[What is needed] The output should be every line below that includes the word "window".

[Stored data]
[Start of Attachment]

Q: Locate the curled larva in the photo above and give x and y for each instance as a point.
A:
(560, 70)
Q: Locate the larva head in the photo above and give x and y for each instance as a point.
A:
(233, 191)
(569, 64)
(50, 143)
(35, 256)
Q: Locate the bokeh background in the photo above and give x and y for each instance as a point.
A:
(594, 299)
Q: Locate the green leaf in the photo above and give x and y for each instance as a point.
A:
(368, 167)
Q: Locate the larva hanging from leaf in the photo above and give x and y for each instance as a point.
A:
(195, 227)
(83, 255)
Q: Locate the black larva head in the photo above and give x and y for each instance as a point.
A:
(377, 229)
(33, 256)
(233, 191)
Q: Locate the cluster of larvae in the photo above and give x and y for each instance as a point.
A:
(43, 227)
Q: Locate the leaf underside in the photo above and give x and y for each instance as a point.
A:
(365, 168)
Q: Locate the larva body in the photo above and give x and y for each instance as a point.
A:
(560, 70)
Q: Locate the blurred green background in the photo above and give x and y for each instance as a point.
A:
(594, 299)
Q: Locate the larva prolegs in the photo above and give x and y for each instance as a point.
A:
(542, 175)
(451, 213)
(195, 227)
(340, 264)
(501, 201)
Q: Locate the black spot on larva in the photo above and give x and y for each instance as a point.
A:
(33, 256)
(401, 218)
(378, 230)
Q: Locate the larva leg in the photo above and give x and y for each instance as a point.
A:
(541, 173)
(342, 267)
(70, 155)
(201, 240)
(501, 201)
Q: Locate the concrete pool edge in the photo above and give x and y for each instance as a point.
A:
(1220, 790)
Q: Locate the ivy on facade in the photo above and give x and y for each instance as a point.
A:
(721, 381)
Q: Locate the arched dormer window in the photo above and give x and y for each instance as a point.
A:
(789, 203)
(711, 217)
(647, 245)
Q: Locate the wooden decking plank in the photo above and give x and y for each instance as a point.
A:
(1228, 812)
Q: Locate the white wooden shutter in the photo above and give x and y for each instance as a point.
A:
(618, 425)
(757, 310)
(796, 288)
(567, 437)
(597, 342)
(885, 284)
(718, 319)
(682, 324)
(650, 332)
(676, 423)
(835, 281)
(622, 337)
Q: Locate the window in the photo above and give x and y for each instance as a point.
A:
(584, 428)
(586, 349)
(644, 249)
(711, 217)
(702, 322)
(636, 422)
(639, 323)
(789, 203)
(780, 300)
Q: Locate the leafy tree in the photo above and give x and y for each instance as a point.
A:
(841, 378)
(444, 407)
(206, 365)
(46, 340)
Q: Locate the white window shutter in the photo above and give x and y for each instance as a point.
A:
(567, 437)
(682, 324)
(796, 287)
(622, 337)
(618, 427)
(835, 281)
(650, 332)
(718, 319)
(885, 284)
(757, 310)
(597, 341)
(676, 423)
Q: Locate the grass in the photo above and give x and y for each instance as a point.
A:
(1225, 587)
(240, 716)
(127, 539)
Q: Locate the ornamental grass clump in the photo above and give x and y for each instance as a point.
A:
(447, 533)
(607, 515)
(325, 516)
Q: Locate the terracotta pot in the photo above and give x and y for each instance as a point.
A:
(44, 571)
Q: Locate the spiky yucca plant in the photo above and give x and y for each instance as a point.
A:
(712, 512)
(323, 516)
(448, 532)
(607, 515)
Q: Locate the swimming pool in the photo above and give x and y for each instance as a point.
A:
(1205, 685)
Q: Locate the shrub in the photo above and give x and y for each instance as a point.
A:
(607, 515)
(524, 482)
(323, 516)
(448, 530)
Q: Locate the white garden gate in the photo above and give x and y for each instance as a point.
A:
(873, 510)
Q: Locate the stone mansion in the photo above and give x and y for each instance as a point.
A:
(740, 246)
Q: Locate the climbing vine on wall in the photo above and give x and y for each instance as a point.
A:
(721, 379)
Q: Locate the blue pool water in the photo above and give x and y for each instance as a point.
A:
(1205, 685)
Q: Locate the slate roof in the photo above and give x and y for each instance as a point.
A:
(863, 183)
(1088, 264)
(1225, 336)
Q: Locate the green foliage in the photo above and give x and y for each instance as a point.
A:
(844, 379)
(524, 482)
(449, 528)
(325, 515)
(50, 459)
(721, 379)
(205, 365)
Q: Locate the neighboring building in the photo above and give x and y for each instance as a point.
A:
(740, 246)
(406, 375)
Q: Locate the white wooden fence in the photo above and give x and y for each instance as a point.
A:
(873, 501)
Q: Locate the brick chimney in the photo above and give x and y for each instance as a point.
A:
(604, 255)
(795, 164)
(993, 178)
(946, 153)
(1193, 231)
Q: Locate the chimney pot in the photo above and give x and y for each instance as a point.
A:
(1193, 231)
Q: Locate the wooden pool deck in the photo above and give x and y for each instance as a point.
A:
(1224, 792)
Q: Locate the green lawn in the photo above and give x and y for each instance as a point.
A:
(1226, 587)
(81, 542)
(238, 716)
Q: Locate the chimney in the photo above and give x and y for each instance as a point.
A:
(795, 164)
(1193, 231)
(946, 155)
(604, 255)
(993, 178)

[End of Attachment]

[Written response]
Q: Locate the arched dormer window in the photo above and give x and y for each instance as a point.
Q: Locate the window in the photo above and give x and y for each instance as a point.
Q: Locate the white window shutter in the photo above and give x and y for each instance as a point.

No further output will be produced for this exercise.